● **TASK MATERIAL**
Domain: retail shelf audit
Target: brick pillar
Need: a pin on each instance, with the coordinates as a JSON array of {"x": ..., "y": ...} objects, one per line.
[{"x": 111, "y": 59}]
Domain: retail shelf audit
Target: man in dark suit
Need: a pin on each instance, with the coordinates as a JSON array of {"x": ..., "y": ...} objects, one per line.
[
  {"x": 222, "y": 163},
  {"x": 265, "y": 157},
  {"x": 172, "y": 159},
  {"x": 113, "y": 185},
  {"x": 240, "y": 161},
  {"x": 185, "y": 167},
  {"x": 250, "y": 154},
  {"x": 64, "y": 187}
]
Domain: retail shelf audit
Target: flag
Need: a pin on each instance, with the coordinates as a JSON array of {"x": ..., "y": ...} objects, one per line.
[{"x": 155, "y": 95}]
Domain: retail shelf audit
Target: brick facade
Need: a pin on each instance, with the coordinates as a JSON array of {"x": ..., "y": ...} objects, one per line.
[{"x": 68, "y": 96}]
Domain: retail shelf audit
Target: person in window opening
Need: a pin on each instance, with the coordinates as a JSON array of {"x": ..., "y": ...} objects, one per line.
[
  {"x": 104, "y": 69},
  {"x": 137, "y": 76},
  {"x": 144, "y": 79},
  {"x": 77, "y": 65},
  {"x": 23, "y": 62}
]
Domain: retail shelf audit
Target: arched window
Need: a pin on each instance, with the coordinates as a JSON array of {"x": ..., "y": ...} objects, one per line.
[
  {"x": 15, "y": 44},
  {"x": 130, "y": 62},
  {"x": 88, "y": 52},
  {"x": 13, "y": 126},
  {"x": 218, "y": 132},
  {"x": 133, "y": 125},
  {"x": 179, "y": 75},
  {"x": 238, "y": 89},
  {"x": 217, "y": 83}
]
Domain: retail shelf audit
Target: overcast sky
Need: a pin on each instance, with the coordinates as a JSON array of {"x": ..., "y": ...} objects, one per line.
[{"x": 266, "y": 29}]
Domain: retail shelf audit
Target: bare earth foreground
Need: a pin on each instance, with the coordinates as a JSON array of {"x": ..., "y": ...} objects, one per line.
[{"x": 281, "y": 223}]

● **TRY IT**
Copy the material above, line for line.

● **ANSWER SPACE**
Domain: retail shelf audit
Target: brick pillar
Need: a pin on each instance, with the coordinates as a JSON array of {"x": ..., "y": ...} objects, one per line.
[{"x": 111, "y": 59}]
Domain: retail shelf audit
Target: man in dark suit
Need: a pin on each instance, with the coordinates as a JSON array of {"x": ..., "y": ...} objects, one per line.
[
  {"x": 222, "y": 163},
  {"x": 265, "y": 157},
  {"x": 172, "y": 159},
  {"x": 113, "y": 185},
  {"x": 240, "y": 161},
  {"x": 185, "y": 167},
  {"x": 250, "y": 154},
  {"x": 64, "y": 187}
]
Domain: retail shelf audit
Target: flag
Need: a pin on each instance, with the coordinates as a JSON array of {"x": ..., "y": ...} objects, one per line.
[{"x": 155, "y": 95}]
Domain: retail shelf audit
Target: brick facade
Need: a pin on each instance, with the coordinates as a JSON array of {"x": ..., "y": ...} objects, one per line.
[{"x": 68, "y": 96}]
Domain: retail shelf audit
Target: person in window opening
Need: a pin on each instance, with the coordinates as a JSON array of {"x": ..., "y": ...} objects, one per line.
[
  {"x": 104, "y": 69},
  {"x": 137, "y": 76},
  {"x": 144, "y": 79},
  {"x": 77, "y": 65},
  {"x": 23, "y": 62}
]
Domain: retail shelf audit
Target: arched window
Need: a pin on each instance, with the coordinates as a JSON array of {"x": ..., "y": ...} objects, one per line.
[
  {"x": 15, "y": 44},
  {"x": 130, "y": 62},
  {"x": 88, "y": 52},
  {"x": 13, "y": 126},
  {"x": 218, "y": 132},
  {"x": 133, "y": 125},
  {"x": 179, "y": 75},
  {"x": 238, "y": 89},
  {"x": 217, "y": 83}
]
Domain: retail shelf audit
Target: overcast sky
Need: a pin on each instance, with the coordinates as a JSON array of {"x": ..., "y": ...} objects, one per line.
[{"x": 266, "y": 29}]
Domain: retail shelf audit
Target: bare earth foreground
Need: a pin on each instance, with the coordinates as a JSON array of {"x": ..., "y": ...} objects, one per line.
[{"x": 281, "y": 223}]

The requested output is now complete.